2) French’s ex-husband irl is Lenny Henry, of “Chef!” fame. Gareth is basically the same character as the chef in this show, which is obliquely referenced in “Delicious” by a cameo of sorts from Caroline Lee-Johnson, who plays Gareth’s wife on “Chef!” What does it all mean?
/digression
But as with “The Other One,” the show is baseline about A Man being at the center of events. Which, ugh. Let me be clear: I am not pro-Bechdel-test. If this were about women thinking and talking about men, then fair enough! But both shows are about not one but two women hung up on a shared deceased lover/spouse. It’s not the odd conversation about the dude in question but everything. Whose fantasy, then, is this? Presumably a male one—to be so compelling that even in death, the two women you were simultaneously involved with have lives that revolve around you. But are men watching these shows? Or—and this is pathetic so I hope not—is it just that there are enough women for whom adoration of a cad is heterosexuality? Or maybe it’s not a fantasy at all, and is simply something women of the demographic clicking on these shows relate to, which, I don’t know.
The stranger element, is-it-a-fantasy-wise, is the shared quasi-incest subplot. “Delicious” does this in the form of a liaison between Dawn French’s character’s daughter and her barely-younger half-brother, a Jesse Eisenberg-looking “17-year-old” when the show starts, who of course looks like and I’m guessing is played by a muscular 30-year-old (but, again not my type). Why do they become lovers? Why does anyone on this show, apart from because they’ve been in a scene together and that’s the kind of show it is. It turns out—spoiler alert?—she’s actually the biological daughter of a man the Dawn French one had an affair with, so it wasn’t incest-incest after all, but if they thought it was when they embarked on it, does it matter? Is this taboo of particular interest to the British viewing public? (See also: the first “Midsomer.”) Or, per Dan Savage, maybe it’s just A Thing. Not one I get, but then again, I’m an only child, no strapping brother-from-another-mother to the best of my knowledge. (I’m quite sure I share no DNA with Steve Pemberton.)
The daughter character on “Delicious” is like if Daria were a chainsmoker (of various substances) with an unspecified eating disorder. She’s allergic to water which I have googled and does in fact exist. She’s a tough bad girl but also an injured bird. She’s fragile, which is indicated by her pitiful lack of body fat. She is, in other words, some sort of pro-ana fantasy, which probably is up there with ‘sexy half-brother’ in fantasies an algorithm might have told a TV show to showcase.
What else happens? Black characters have reliably supporting roles on these shows, a trope that I guess British shows have not yet decided is problematic (and that by definition isn’t ever an issue on, say, the more recent, more diverse “Midsomer Murders,” where all characters get equal billing), but which is, if nothing else, cringe. Black women: therapists, caregivers. Black men: eye-candy love interests. But still, better than the shows being all-white? I guess. I do not have the sustained awakeness level needed for awokeness analysis. These shows are good for one thing, which is to have on in the background, at low volume, with subtitles on, while nursing a newborn.

● **SUPPLIED DATA**:
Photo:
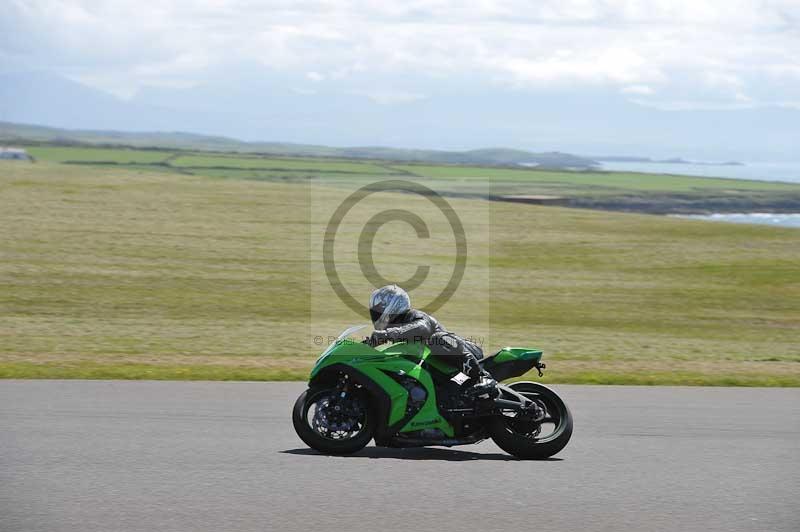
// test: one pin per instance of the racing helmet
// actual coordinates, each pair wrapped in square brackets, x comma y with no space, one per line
[386,303]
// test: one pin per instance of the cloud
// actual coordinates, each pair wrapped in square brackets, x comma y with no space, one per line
[716,52]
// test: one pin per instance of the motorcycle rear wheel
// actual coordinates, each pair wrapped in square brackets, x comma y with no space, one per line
[320,432]
[520,437]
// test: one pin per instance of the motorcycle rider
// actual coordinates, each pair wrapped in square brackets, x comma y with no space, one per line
[394,320]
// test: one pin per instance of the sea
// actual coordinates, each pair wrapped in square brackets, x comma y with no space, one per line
[787,172]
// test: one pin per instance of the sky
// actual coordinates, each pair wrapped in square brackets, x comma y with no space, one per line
[672,56]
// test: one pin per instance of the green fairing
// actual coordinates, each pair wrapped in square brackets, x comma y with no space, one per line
[373,363]
[405,359]
[507,354]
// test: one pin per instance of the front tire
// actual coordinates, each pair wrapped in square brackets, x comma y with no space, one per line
[329,430]
[522,437]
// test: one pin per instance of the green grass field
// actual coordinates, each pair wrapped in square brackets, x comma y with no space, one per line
[117,272]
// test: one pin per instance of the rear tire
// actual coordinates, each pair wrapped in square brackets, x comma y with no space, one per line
[532,448]
[318,441]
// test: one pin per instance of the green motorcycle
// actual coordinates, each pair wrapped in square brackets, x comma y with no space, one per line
[402,397]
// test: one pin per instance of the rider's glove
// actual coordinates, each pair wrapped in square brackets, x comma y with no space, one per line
[378,337]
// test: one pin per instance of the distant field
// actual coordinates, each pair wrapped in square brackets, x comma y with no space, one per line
[234,162]
[93,155]
[605,182]
[126,272]
[600,190]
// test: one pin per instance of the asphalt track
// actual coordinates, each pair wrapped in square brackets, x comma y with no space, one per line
[178,456]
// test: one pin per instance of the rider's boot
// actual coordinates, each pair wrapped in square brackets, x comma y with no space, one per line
[481,383]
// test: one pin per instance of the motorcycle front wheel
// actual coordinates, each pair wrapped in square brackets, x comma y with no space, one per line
[332,424]
[526,438]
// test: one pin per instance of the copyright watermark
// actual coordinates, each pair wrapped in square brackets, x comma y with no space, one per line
[366,242]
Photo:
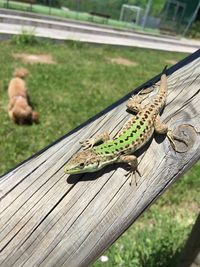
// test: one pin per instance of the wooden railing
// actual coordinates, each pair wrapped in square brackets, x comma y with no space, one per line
[51,219]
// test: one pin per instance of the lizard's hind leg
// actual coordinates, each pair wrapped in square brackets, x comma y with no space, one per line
[90,142]
[162,128]
[133,163]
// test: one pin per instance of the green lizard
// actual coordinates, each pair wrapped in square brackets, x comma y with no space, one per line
[134,134]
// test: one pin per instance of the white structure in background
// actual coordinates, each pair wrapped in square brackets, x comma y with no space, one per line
[131,14]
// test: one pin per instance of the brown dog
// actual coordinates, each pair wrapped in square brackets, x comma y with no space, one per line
[20,110]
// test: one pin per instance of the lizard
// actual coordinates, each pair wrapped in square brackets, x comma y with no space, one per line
[101,151]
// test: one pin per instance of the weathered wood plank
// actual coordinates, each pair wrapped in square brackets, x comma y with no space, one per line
[48,218]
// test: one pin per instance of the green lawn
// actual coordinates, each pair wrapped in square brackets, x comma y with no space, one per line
[71,14]
[82,82]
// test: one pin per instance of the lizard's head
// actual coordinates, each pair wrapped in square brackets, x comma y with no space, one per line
[84,161]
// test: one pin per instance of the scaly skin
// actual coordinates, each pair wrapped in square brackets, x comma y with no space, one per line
[134,134]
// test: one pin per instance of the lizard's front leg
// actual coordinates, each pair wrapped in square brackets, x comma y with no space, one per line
[133,163]
[90,142]
[134,103]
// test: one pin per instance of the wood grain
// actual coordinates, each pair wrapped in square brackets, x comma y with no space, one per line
[51,219]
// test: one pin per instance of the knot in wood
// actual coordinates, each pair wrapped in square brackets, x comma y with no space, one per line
[188,136]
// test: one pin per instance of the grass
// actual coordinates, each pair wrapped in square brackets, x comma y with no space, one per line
[81,83]
[82,16]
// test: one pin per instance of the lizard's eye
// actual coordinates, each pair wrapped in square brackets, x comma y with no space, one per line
[81,165]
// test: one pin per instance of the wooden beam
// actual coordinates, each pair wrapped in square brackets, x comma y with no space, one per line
[51,219]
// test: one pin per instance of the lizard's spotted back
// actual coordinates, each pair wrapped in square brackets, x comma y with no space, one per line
[134,134]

● **GOAL OF THE EXERCISE**: Reproduce the review excerpt from "2) French’s ex-husband" up to and including "it all mean?", substituting "brief appearance" for "cameo". The items have no connection to the review excerpt.

● **EXERCISE ANSWER**:
2) French’s ex-husband irl is Lenny Henry, of “Chef!” fame. Gareth is basically the same character as the chef in this show, which is obliquely referenced in “Delicious” by a brief appearance of sorts from Caroline Lee-Johnson, who plays Gareth’s wife on “Chef!” What does it all mean?